TASK OBJECTIVE
Each line from the line holding "Please point out the blue shirt" through the last line should be written out exactly, with nothing else and no images.

EXERCISE MATERIAL
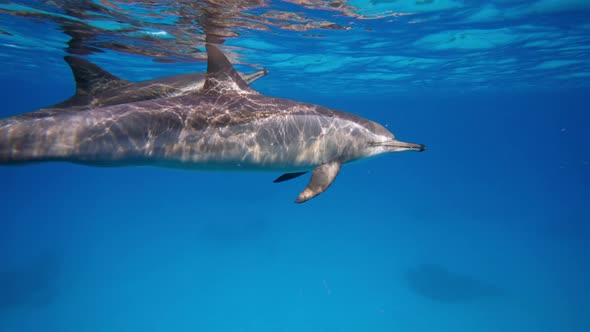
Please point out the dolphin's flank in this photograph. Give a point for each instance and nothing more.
(227, 125)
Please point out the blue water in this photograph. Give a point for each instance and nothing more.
(487, 230)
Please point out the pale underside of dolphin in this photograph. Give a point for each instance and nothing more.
(96, 87)
(226, 126)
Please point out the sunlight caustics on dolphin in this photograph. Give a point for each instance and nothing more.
(225, 126)
(96, 87)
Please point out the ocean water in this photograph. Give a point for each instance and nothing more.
(487, 230)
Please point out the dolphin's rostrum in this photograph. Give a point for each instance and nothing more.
(225, 126)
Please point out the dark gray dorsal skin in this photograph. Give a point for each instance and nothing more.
(226, 126)
(96, 87)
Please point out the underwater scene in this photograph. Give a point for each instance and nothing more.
(295, 165)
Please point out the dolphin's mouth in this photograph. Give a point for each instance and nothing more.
(396, 145)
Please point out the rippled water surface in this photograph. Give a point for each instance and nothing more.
(487, 230)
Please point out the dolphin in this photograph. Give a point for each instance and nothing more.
(96, 87)
(225, 126)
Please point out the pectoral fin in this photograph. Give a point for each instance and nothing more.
(288, 176)
(321, 178)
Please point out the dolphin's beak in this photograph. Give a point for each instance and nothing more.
(396, 145)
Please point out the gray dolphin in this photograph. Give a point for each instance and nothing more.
(226, 126)
(96, 87)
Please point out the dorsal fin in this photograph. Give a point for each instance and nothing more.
(91, 80)
(222, 77)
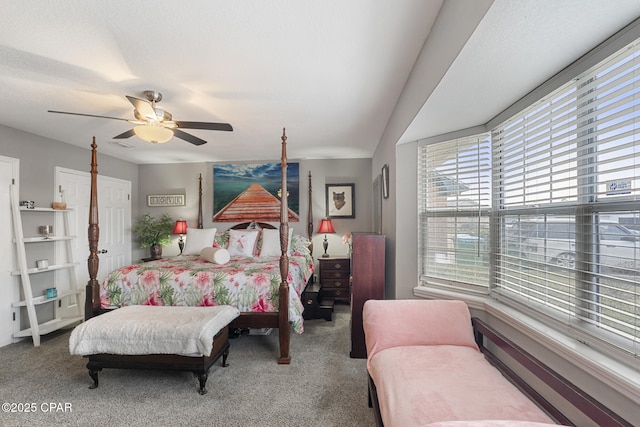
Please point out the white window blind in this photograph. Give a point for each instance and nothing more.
(454, 206)
(566, 176)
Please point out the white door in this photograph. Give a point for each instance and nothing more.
(9, 285)
(114, 217)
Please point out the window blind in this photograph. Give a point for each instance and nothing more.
(454, 206)
(566, 176)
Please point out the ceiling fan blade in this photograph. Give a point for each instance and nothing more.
(204, 125)
(188, 137)
(143, 107)
(88, 115)
(125, 135)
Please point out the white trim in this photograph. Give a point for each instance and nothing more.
(601, 367)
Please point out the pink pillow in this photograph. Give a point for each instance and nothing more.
(394, 323)
(242, 242)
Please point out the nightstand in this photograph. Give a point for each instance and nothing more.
(334, 279)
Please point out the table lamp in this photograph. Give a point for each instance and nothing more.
(325, 227)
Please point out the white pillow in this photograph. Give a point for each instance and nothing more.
(271, 243)
(242, 242)
(198, 238)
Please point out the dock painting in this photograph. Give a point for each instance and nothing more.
(250, 192)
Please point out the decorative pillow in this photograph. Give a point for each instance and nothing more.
(271, 243)
(198, 238)
(299, 245)
(242, 242)
(221, 240)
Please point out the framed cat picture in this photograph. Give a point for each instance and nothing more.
(341, 200)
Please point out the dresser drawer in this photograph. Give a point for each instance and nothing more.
(335, 293)
(328, 276)
(340, 282)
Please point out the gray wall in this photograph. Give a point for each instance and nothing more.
(39, 157)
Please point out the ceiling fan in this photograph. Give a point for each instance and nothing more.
(156, 125)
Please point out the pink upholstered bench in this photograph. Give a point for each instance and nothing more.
(428, 366)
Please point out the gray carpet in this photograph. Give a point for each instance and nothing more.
(321, 387)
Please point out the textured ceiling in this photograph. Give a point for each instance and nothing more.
(331, 71)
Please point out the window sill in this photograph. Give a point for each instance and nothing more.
(595, 363)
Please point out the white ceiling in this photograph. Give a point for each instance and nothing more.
(330, 71)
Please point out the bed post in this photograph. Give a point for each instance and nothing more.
(284, 331)
(200, 202)
(92, 297)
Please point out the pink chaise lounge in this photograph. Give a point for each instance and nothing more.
(426, 369)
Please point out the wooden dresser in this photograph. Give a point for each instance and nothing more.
(334, 279)
(367, 282)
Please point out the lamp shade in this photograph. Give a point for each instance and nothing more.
(180, 227)
(153, 132)
(326, 226)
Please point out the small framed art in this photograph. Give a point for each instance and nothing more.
(340, 200)
(165, 200)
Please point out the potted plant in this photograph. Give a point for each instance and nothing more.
(154, 233)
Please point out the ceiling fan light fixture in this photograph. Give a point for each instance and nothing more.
(153, 133)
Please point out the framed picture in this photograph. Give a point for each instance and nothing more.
(385, 181)
(165, 200)
(236, 184)
(341, 200)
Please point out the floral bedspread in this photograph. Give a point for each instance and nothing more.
(248, 283)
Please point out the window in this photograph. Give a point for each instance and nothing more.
(562, 211)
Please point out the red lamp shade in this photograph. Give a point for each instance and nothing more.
(180, 227)
(325, 226)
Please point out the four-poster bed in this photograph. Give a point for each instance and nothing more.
(279, 319)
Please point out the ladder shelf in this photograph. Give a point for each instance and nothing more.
(62, 317)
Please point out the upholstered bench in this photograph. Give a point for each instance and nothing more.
(155, 337)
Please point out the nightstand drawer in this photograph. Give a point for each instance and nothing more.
(335, 283)
(333, 275)
(335, 264)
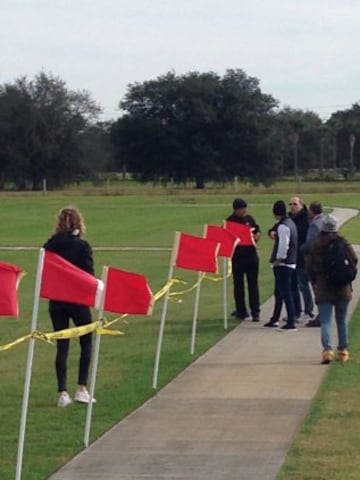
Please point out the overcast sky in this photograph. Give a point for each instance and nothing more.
(304, 52)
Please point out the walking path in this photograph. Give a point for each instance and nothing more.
(231, 415)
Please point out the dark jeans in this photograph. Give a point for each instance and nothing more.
(283, 293)
(304, 287)
(248, 268)
(295, 288)
(60, 314)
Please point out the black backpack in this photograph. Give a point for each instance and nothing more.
(339, 270)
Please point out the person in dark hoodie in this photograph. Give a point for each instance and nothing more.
(245, 262)
(67, 243)
(283, 259)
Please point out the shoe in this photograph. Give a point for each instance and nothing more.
(238, 315)
(327, 357)
(271, 324)
(343, 355)
(306, 317)
(83, 396)
(287, 328)
(64, 400)
(315, 322)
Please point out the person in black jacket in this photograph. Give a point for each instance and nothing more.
(245, 262)
(67, 243)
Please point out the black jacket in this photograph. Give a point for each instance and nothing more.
(245, 252)
(73, 248)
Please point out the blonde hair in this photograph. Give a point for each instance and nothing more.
(70, 219)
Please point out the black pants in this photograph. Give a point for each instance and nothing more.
(249, 268)
(60, 314)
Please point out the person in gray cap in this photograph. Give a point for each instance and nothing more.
(316, 217)
(328, 296)
(245, 262)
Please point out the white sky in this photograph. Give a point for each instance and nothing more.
(304, 52)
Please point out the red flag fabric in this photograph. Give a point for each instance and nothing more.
(243, 232)
(195, 253)
(10, 276)
(227, 240)
(127, 292)
(64, 282)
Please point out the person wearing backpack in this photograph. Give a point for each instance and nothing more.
(331, 265)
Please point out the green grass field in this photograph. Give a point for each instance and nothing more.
(124, 379)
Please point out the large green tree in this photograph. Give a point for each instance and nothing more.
(344, 126)
(41, 125)
(196, 126)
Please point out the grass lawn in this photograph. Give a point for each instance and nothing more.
(126, 363)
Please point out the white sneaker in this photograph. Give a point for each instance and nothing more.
(83, 396)
(64, 400)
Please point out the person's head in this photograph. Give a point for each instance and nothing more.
(296, 204)
(315, 208)
(69, 219)
(279, 209)
(239, 206)
(329, 224)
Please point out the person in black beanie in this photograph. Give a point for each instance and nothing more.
(283, 260)
(245, 262)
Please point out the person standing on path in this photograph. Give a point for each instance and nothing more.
(316, 217)
(67, 243)
(329, 297)
(245, 262)
(283, 260)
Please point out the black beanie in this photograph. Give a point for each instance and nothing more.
(279, 208)
(239, 203)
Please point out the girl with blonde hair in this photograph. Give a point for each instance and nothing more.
(68, 243)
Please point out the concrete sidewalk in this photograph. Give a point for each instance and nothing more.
(231, 415)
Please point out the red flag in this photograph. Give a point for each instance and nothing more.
(127, 292)
(64, 282)
(195, 253)
(243, 232)
(227, 240)
(10, 276)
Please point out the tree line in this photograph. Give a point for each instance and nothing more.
(176, 128)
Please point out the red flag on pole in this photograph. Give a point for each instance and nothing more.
(243, 232)
(10, 276)
(228, 241)
(127, 292)
(195, 253)
(64, 282)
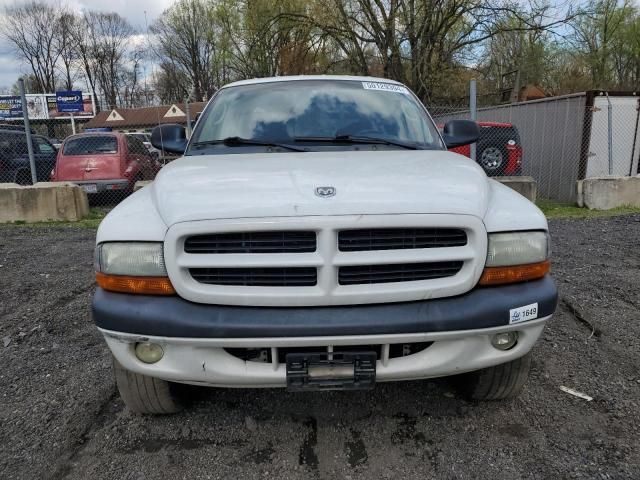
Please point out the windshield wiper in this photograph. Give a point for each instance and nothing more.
(359, 139)
(239, 141)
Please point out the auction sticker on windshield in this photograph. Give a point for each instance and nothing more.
(387, 87)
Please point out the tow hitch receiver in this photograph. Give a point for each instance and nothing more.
(331, 371)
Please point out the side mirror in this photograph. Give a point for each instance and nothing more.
(460, 132)
(170, 138)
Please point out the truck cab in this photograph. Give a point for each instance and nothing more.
(316, 234)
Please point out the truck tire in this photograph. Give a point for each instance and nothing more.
(143, 394)
(499, 382)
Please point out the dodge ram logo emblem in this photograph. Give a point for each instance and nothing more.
(325, 191)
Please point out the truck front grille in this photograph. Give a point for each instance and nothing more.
(257, 277)
(252, 242)
(400, 238)
(408, 272)
(325, 260)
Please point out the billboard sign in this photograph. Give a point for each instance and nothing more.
(86, 109)
(69, 101)
(43, 107)
(10, 107)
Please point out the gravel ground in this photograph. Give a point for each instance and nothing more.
(60, 416)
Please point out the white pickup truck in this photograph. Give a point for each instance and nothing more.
(317, 234)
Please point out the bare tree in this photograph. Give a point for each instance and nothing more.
(186, 36)
(65, 26)
(30, 29)
(109, 45)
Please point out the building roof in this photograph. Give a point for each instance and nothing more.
(123, 118)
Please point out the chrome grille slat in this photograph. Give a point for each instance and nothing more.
(252, 242)
(245, 281)
(264, 277)
(400, 238)
(368, 274)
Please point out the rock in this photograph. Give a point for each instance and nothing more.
(250, 423)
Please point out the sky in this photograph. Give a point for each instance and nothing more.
(132, 10)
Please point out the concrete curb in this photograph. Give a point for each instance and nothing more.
(44, 201)
(605, 193)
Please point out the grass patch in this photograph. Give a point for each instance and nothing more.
(553, 209)
(96, 214)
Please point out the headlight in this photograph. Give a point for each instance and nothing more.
(132, 267)
(517, 248)
(516, 257)
(140, 259)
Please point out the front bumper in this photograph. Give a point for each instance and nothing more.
(207, 361)
(196, 338)
(175, 317)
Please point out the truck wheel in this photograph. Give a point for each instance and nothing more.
(496, 383)
(143, 394)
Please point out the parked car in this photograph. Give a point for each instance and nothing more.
(14, 157)
(102, 162)
(498, 151)
(146, 139)
(318, 235)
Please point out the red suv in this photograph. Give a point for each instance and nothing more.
(498, 151)
(101, 162)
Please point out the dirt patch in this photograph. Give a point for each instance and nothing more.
(60, 417)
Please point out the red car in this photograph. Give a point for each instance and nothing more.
(498, 151)
(102, 162)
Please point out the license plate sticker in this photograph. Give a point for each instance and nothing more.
(522, 314)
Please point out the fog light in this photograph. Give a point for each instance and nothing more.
(149, 352)
(505, 340)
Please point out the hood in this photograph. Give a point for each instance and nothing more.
(212, 187)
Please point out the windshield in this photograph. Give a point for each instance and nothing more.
(314, 113)
(85, 145)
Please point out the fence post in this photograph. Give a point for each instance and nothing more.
(27, 131)
(610, 132)
(188, 115)
(473, 107)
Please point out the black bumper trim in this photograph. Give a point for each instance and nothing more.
(175, 317)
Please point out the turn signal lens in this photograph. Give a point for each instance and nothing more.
(139, 285)
(514, 274)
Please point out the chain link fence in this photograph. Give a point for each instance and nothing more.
(557, 141)
(106, 165)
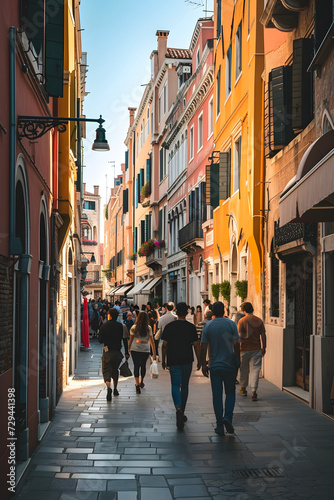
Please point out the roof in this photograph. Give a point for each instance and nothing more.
(178, 53)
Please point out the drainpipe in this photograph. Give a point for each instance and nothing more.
(15, 246)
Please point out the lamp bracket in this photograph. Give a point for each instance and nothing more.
(34, 127)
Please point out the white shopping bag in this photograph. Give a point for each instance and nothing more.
(154, 370)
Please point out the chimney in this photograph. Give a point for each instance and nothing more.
(162, 45)
(132, 115)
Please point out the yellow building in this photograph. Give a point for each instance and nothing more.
(235, 177)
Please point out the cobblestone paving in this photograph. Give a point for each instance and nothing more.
(130, 449)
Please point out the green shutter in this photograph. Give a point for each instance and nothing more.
(148, 170)
(54, 47)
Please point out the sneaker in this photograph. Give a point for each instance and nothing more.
(220, 430)
(228, 426)
(179, 420)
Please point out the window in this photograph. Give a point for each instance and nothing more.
(218, 94)
(148, 123)
(200, 131)
(210, 117)
(274, 284)
(228, 71)
(191, 152)
(89, 205)
(236, 165)
(219, 17)
(238, 52)
(165, 98)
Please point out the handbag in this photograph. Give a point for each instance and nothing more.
(125, 370)
(154, 370)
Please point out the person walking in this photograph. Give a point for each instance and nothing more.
(178, 339)
(141, 339)
(253, 344)
(95, 319)
(111, 335)
(220, 334)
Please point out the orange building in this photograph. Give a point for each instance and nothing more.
(236, 174)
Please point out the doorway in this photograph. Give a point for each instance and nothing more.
(299, 286)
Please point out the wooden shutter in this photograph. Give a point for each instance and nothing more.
(148, 170)
(281, 106)
(302, 99)
(54, 47)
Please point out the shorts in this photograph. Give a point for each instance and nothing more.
(110, 363)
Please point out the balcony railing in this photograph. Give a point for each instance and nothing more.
(191, 236)
(154, 260)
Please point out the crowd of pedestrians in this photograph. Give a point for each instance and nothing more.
(222, 346)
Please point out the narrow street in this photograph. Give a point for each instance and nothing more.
(129, 449)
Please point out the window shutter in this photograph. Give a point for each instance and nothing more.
(126, 159)
(125, 201)
(137, 200)
(161, 164)
(207, 184)
(135, 240)
(148, 170)
(281, 106)
(54, 47)
(142, 177)
(160, 226)
(302, 99)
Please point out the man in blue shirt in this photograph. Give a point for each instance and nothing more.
(221, 334)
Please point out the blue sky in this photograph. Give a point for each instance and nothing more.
(119, 38)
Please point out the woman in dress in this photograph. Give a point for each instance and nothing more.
(141, 339)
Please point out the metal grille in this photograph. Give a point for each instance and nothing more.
(258, 473)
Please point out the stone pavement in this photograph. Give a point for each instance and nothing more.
(130, 449)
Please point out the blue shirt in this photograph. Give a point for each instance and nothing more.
(219, 333)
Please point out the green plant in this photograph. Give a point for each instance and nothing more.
(241, 289)
(215, 287)
(225, 290)
(106, 212)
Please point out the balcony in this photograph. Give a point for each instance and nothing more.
(93, 277)
(154, 260)
(191, 237)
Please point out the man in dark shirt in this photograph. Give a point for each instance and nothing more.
(111, 335)
(178, 339)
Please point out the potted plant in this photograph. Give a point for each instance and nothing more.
(225, 290)
(241, 289)
(215, 288)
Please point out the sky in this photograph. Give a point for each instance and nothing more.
(119, 37)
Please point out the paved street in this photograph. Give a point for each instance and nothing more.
(130, 449)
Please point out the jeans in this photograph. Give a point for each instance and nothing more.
(179, 376)
(250, 366)
(217, 378)
(139, 362)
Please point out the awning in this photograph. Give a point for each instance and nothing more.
(124, 288)
(113, 290)
(309, 196)
(136, 290)
(149, 287)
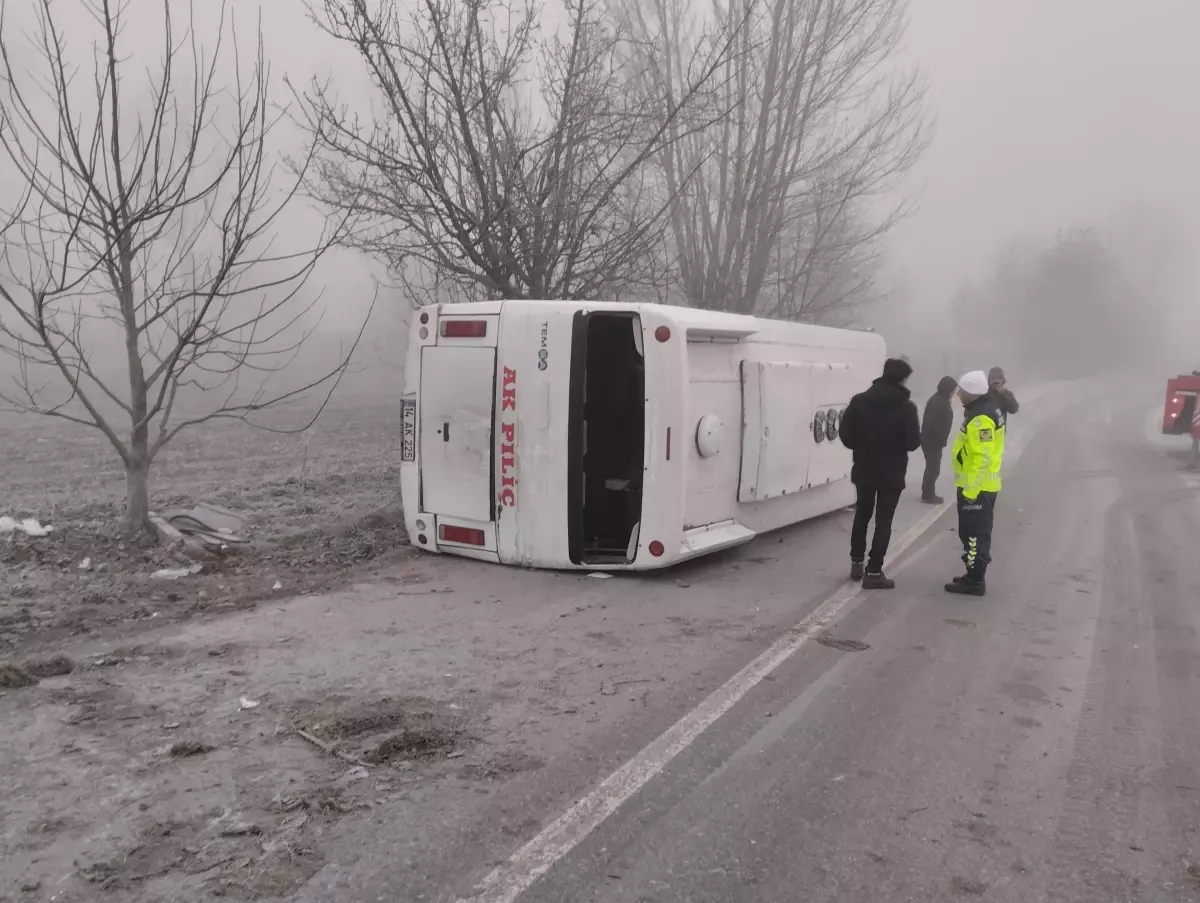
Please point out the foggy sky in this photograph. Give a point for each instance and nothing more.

REPLY
Please point out the blue shirt in this photograph. Give a point for each instance and nothing more.
(219, 333)
Please point out the green plant in this photograph. Give a point for each instance and nothing more.
(241, 289)
(215, 287)
(225, 290)
(106, 212)
Please point out the balcony in this photograph. Give a point for each instance and nothing more.
(93, 277)
(154, 260)
(191, 237)
Please point out the man in dark shirt in this photograph. Give a point for each instance and nothing more.
(111, 335)
(178, 339)
Please point out the potted plant in this photograph. Give a point for each instance and nothing more.
(225, 290)
(241, 289)
(215, 288)
Please point out the sky in this photograph. Give a point for each instance and nothing more.
(119, 37)
Please point out the paved street in this photograph. Give a point for each instance and nothing more.
(130, 449)
Please point out the jeans in this photograph. Give a point for each instance and nothing more.
(179, 376)
(250, 366)
(217, 378)
(139, 362)
Please point out the awning in this photograph. Give a point for each instance and nothing more.
(124, 288)
(113, 290)
(309, 196)
(136, 290)
(149, 287)
Please point out the foggy sky in this photograph. Give a point for each instance and nothing more.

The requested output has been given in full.